## WHAT YOU WILL DO
How many separate lines of the data contain "collar"? Give the count and nothing else.

(Stored records)
=== Begin Enclosure ===

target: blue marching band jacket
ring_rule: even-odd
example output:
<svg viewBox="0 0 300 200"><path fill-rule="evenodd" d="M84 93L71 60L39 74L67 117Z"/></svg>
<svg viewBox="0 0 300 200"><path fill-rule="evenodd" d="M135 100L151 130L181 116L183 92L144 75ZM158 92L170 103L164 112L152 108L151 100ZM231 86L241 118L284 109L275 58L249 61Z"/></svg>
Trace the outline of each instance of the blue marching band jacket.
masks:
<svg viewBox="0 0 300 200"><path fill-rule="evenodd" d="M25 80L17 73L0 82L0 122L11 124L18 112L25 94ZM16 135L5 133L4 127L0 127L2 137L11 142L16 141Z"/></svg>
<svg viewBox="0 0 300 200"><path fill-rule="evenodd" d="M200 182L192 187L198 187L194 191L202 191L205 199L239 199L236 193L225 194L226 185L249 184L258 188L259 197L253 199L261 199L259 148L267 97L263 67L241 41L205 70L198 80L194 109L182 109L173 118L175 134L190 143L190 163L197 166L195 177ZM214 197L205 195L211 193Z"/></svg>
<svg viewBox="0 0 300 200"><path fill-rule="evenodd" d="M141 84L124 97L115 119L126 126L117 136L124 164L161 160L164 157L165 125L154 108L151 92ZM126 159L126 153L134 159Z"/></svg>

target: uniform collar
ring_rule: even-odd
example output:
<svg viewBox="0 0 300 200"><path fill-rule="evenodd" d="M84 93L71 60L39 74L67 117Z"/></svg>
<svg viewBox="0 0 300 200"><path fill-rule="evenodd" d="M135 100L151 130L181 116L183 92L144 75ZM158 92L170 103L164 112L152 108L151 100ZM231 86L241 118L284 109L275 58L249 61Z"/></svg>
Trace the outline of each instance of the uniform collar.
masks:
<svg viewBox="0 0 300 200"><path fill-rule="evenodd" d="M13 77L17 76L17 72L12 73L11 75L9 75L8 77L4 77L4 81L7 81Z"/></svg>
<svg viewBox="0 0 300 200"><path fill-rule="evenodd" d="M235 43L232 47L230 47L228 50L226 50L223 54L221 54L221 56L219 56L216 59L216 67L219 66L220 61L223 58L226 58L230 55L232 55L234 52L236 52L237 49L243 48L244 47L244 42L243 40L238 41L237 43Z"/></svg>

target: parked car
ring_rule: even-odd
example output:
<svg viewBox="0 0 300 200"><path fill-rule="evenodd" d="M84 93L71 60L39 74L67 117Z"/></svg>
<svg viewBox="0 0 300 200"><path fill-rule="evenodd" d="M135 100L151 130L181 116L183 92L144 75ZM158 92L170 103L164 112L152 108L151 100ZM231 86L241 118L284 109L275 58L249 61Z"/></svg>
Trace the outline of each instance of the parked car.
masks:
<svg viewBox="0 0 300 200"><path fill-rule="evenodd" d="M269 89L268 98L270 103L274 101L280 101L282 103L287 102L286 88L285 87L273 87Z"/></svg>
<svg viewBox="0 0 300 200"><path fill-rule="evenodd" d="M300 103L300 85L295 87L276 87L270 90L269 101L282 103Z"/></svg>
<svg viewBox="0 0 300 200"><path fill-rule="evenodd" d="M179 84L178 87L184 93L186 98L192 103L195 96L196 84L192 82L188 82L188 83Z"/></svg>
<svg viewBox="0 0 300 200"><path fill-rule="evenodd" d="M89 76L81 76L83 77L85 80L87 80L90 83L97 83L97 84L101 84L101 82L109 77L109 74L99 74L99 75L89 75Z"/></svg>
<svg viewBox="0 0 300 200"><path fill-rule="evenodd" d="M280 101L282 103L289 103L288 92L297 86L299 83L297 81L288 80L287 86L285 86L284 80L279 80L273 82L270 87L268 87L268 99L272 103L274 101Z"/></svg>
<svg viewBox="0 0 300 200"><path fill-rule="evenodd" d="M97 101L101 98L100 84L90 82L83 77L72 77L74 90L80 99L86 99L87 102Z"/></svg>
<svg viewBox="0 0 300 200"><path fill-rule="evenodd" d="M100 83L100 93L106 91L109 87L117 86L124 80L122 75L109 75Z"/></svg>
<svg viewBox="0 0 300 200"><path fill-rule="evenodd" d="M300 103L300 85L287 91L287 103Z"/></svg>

=== End Enclosure ===

## ANSWER FOR THE TASK
2